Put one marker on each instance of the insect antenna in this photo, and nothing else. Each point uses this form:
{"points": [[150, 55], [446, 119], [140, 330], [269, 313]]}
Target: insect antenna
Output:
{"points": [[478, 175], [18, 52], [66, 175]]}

---

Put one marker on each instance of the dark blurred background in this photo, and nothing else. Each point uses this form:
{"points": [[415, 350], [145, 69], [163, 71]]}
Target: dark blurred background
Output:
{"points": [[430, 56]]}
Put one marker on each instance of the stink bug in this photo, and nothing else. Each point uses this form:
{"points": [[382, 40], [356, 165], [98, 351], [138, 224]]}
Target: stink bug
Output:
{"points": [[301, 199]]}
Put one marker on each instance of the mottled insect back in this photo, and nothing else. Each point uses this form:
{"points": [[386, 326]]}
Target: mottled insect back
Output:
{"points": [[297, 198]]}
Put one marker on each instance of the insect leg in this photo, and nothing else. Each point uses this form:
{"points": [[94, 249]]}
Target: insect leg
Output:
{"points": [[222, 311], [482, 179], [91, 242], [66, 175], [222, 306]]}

= Aim of the task =
From the entries above, extract every line where the word "background" appears.

= Final answer =
Put one marker on each instance of the dark blurred background in this photo, and nothing else. Each point uses this form:
Target: dark blurred background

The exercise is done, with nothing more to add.